* Passage shown
━━━━━━━━━━

December 8, 2010

Lazy Me

….plus next question please.

Christmas 2009: Tender Gangway from the Elation in Catalina.

Oh, laziness be my name.

I should haul the suitcases up. I need to sort through my clothing for 8 days of summer lightness and one day of winter coverings. Instead I read. Instead I let those should’s go.

I caught up with all my blog friends….there was no time for notes tho. I skimmed one Sue Henry book and began a re-read on Lederer’s “All The Ships At Sea” saga. He’s that WWII officer who made it to Annapolis by cleaning a head….that’s a bathroom in naval parlance, then helped capture a U-Boat. I bestirred myself to pick up the house. That was a good thing.

When I discovered my youngest, Lenora, owned only one very tattered paperback Joy of Cooking, I ran a battered hardbound copy of The Boston Cooking School Cookbook down to her on my way to buy ground coffee and dishwasher soap. She returned with a hot slice of banana bread….yes, it was delicious. That was a very good thing.

40 Questions to Ask Your Mum: Home

13. What work did your parents do and did they enjoy it?
I must honestly say that the climate of the times plus the alcoholism affected their employment. Father, Gunny, graduated with an LLD from the University of Arizona in the 30’s. He liked corporate law, and didn’t like dealing with divorces and the like. Mother received her degree as an Architectural Engineer from the University of Michigan just after the market collapsed into the Great Depression. They met at a friends house and were married in 1939. Unable to get a job beyond draftsman, for no one hired women architects in those days, she stayed home. The war swept him away, and she had her one and only baby at age 40. When he came home, he couldn’t hold down a job. She started a tiny printing company in the basement of our house, and gradually it grew into a nice small company. I think they both hated it. I believe they both felt that being printers was beneath them and was wasting their lives and dreams. When offered a way out, a chance to become members of AA, they turned it down.

━━━━━━━━━━

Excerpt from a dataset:
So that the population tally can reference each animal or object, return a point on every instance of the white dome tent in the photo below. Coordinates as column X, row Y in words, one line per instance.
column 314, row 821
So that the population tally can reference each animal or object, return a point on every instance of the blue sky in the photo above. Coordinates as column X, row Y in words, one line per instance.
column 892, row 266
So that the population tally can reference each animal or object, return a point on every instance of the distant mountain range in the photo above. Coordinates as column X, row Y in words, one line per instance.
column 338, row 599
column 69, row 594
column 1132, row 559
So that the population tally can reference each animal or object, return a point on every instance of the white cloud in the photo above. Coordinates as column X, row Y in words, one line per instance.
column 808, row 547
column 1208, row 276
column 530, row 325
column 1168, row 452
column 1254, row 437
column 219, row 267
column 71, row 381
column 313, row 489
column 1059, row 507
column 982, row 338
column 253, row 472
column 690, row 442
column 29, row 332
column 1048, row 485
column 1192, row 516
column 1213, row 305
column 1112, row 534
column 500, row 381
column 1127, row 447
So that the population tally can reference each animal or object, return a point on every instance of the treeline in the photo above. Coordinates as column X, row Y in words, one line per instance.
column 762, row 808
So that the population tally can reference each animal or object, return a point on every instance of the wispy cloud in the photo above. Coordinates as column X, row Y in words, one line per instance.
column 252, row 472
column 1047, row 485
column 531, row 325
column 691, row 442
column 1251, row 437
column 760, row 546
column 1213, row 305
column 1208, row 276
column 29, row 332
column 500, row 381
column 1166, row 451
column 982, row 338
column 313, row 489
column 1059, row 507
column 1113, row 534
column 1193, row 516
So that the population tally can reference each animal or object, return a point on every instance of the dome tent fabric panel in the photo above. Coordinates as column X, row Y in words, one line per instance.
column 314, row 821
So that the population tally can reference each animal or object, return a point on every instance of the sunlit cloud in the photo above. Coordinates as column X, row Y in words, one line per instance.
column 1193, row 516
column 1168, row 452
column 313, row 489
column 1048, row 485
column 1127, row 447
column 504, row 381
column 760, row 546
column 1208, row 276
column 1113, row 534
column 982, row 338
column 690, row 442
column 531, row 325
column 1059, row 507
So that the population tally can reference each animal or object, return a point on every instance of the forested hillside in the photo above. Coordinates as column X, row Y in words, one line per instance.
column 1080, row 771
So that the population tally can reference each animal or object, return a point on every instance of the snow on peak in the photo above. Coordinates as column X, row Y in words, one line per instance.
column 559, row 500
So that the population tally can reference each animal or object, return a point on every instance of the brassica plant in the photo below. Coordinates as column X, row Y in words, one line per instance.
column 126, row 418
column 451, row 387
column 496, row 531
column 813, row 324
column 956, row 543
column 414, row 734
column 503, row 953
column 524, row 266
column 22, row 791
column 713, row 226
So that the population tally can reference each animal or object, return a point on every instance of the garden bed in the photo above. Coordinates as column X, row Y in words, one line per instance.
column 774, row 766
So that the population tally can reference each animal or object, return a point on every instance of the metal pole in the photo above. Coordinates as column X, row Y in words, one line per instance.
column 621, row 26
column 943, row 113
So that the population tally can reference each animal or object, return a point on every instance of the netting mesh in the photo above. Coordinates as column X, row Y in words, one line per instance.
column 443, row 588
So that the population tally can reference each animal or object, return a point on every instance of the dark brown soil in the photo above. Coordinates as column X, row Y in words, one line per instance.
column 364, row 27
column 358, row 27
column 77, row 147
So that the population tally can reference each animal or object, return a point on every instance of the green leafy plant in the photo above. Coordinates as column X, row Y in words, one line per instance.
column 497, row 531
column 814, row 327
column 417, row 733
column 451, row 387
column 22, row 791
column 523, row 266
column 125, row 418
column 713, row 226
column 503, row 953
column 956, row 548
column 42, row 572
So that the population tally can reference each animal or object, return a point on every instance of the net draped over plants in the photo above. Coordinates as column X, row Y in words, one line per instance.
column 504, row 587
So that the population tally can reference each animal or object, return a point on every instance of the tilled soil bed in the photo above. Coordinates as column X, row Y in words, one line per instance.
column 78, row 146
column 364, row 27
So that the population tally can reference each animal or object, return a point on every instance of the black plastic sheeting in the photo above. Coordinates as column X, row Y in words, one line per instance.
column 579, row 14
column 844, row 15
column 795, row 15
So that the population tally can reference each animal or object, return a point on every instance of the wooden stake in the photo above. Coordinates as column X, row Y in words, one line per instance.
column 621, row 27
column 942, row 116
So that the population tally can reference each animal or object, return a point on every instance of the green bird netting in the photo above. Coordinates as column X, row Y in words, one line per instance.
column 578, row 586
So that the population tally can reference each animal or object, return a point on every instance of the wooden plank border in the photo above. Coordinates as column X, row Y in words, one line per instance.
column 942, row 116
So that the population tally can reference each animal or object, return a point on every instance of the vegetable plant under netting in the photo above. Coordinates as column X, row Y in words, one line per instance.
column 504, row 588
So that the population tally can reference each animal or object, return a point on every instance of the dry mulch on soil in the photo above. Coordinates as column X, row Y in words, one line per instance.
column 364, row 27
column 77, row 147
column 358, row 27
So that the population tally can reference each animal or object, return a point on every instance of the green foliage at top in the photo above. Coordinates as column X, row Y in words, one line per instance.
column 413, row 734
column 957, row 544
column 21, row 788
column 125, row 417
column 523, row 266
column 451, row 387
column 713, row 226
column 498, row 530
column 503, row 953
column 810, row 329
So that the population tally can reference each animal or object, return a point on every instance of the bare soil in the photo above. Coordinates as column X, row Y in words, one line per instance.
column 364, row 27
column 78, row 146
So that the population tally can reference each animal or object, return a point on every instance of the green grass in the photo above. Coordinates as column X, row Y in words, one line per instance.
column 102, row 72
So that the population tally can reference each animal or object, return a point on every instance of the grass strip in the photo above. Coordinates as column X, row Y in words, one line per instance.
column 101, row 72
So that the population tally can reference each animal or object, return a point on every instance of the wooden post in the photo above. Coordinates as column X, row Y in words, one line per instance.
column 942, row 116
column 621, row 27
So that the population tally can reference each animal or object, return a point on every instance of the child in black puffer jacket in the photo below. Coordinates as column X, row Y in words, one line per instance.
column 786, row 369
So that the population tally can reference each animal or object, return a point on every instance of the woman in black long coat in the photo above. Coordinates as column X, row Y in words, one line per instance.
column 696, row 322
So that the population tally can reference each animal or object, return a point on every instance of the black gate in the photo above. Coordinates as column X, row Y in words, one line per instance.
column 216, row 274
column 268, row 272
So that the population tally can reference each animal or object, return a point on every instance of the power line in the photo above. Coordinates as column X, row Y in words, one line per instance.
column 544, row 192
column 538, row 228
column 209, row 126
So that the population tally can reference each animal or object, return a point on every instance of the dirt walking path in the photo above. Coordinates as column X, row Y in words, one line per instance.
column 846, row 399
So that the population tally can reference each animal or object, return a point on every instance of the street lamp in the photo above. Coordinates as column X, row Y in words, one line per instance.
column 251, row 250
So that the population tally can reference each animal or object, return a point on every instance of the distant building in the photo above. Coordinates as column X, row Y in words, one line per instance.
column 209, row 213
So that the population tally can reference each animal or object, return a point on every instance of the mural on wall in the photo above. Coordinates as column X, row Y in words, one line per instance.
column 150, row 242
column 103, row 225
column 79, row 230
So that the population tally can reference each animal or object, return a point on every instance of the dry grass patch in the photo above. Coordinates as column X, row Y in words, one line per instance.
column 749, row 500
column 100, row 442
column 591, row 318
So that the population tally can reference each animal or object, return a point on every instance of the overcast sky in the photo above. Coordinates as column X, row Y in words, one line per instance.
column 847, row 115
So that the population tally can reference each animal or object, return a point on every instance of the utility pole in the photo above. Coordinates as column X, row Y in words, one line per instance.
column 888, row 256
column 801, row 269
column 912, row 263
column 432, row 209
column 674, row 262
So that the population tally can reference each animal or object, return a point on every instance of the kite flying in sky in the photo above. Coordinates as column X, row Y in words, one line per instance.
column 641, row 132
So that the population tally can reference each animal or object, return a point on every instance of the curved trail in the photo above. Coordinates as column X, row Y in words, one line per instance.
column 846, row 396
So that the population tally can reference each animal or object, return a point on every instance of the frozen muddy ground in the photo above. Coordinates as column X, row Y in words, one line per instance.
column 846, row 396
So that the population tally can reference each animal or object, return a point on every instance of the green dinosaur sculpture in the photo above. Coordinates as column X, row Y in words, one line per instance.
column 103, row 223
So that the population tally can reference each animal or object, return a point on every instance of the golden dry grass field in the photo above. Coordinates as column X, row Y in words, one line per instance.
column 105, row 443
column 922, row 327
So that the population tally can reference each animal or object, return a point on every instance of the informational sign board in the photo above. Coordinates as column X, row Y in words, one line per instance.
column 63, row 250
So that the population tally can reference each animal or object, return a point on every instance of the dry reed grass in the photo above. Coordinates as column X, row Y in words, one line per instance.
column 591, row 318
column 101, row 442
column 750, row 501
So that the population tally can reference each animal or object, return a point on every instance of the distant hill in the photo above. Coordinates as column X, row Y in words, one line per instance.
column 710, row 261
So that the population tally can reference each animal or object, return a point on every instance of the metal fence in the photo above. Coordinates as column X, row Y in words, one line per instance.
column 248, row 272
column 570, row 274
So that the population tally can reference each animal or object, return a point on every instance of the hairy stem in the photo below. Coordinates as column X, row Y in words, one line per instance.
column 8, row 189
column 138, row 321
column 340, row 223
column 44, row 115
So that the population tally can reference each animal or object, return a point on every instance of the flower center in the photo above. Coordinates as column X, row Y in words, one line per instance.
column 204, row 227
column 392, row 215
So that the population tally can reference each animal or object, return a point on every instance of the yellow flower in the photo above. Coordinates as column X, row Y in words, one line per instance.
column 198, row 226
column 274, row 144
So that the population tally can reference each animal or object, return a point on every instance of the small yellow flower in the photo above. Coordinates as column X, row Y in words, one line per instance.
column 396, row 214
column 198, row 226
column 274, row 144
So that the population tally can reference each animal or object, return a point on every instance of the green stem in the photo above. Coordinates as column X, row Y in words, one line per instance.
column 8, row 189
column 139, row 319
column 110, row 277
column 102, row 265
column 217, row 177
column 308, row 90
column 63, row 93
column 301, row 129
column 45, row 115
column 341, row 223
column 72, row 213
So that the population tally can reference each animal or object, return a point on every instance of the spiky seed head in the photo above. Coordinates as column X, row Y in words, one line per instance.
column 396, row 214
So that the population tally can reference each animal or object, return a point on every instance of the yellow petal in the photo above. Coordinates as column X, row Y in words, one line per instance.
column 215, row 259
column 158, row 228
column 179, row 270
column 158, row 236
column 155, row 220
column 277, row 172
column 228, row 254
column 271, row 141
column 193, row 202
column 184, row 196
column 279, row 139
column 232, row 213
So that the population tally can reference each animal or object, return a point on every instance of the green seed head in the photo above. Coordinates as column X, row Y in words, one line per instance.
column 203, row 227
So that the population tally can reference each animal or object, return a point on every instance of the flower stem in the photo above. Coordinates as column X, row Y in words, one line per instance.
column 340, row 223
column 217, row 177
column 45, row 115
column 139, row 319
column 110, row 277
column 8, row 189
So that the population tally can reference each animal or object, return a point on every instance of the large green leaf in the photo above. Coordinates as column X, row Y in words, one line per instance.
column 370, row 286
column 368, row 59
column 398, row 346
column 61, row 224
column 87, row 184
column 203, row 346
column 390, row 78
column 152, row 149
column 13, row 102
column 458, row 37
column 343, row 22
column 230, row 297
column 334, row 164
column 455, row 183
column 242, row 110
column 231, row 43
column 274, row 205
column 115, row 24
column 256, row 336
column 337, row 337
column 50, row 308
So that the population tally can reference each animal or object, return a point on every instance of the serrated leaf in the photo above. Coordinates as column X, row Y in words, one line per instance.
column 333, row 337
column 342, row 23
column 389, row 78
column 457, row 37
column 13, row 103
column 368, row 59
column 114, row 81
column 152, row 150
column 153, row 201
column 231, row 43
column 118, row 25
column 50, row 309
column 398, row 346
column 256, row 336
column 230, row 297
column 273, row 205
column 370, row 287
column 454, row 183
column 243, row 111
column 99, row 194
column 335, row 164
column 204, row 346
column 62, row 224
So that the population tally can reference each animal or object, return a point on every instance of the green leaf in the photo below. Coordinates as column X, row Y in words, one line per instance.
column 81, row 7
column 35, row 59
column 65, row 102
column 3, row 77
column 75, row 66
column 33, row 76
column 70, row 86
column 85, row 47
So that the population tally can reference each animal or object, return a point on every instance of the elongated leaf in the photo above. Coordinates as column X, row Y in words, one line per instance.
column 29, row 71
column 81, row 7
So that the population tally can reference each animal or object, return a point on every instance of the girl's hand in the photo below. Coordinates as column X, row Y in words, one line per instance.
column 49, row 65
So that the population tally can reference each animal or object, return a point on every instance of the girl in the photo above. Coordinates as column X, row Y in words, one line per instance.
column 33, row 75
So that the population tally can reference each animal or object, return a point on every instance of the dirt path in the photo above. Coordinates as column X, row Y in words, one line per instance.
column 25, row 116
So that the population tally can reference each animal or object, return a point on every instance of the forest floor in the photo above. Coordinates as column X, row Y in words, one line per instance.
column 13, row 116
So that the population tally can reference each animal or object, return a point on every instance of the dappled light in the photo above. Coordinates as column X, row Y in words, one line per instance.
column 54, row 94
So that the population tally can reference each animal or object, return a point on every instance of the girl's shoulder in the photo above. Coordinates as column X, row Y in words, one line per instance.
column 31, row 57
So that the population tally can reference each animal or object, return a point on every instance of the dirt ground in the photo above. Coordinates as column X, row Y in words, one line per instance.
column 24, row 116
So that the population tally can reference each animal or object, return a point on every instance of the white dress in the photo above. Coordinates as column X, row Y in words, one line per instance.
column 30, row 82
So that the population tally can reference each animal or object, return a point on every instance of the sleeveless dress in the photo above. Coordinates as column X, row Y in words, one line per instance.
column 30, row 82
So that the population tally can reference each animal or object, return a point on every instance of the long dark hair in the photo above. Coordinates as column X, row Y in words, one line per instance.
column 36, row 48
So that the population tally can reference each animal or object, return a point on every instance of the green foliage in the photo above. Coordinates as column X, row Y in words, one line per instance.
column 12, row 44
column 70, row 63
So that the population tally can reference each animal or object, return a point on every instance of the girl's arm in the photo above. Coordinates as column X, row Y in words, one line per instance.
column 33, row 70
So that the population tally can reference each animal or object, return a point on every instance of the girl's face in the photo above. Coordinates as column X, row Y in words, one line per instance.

━━━━━━━━━━

* Required actions
(1) Do the following statements agree with the blog post? For each, answer yes or no and quote the words of the post that decide it. (a) The writer's mother earned her degree at the University of Michigan. (b) The writer's father preferred divorce cases to corporate law. (c) The writer's parents accepted the chance to join AA.
(2) Summarize the blog post in three sentences.
(3) Carry on the blog post from the point where it stops.

* Answers per task
(1)
(a) Yes: "Mother received her degree as an Architectural Engineer from the University of Michigan"
(b) No: "He liked corporate law, and didn’t like dealing with divorces and the like."
(c) No: "When offered a way out, a chance to become members of AA, they turned it down."

(2) Instead of hauling up suitcases and sorting clothes for a trip, the writer spent the day reading, though the house did get picked up. The writer also brought a battered hardbound copy of The Boston Cooking School Cookbook to the youngest child, Lenora, who returned with a hot slice of banana bread. Answering a question about the parents' work, the writer explains that the times and alcoholism affected their employment and that the couple ran a small printing company that, in the writer's view, they both hated.

(3)
I can only guess.


  1. Such smart and into the future parents in spite of their weaknesses and expectations. NOw I see you more clearly.

  2. This is so sad. Some of my relatives have found sobriety, others not. I can sympathize.

    Love the banana bread. That's a good way to get a kid to cook, give her a cookbook.

  3. My Father was a fantastic man with a great mind, but dead at 53-he tried AA a few times just wasnt able to kick it-it took me many yrs to understand.

  4. Your insight about your family is filled with staggering brilliance c

  5. That's not being lazy -- you're choosing to do other things!
    (Actually, I had the same kind of day yesterday and experienced the same pangs of guilt!! :) )

    The stories of your mom and dad make me feel so sad. Must have been really hard for you, Maggie. I'm sorry.

  6. My ex is an alcoholic; also, brilliant, accomplished and nowhere. Sometimes it tears me up. We also started a printing company. I learned to use the computer; he just ran up debts. I had mixed feelings about it. Nice to create something tangible, too difficult dealing with customers and pressmen. The small presses we had breed alcoholics and drug users. Too boring to run, and you have to remain alert. Hah!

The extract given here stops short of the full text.